--- Begin ---
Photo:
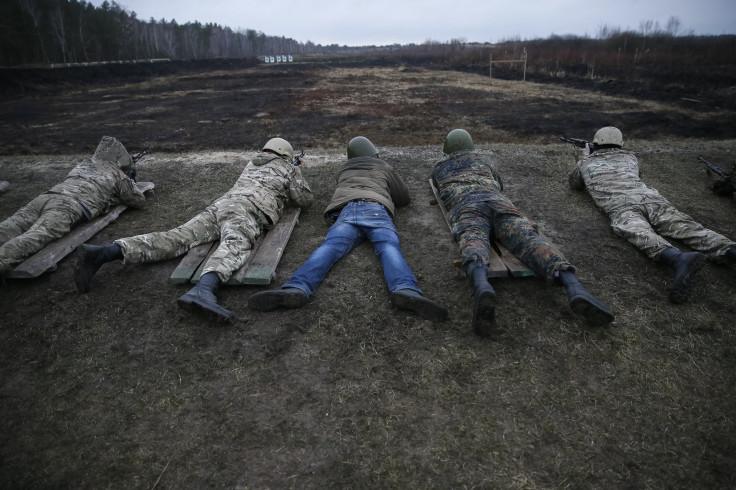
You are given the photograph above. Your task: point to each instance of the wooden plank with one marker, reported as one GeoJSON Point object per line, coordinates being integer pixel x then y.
{"type": "Point", "coordinates": [191, 263]}
{"type": "Point", "coordinates": [260, 267]}
{"type": "Point", "coordinates": [502, 262]}
{"type": "Point", "coordinates": [263, 261]}
{"type": "Point", "coordinates": [515, 266]}
{"type": "Point", "coordinates": [47, 258]}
--- End ---
Short task: Can you rewrite the lines above as a JSON list of strings, one string per line, with blank lines and the picture left out?

Solution for this problem:
[
  "Photo:",
  "You are given the photograph above. Your task: point to each instance of the wooden plank with one marker, reported as one GeoJSON Point object per line, coordinates being integer pixel x then y.",
  "{\"type\": \"Point\", \"coordinates\": [191, 263]}",
  "{\"type\": \"Point\", \"coordinates\": [260, 267]}",
  "{\"type\": \"Point\", \"coordinates\": [502, 262]}",
  "{\"type\": \"Point\", \"coordinates\": [263, 261]}",
  "{\"type\": \"Point\", \"coordinates\": [515, 266]}",
  "{\"type\": \"Point\", \"coordinates\": [47, 258]}"
]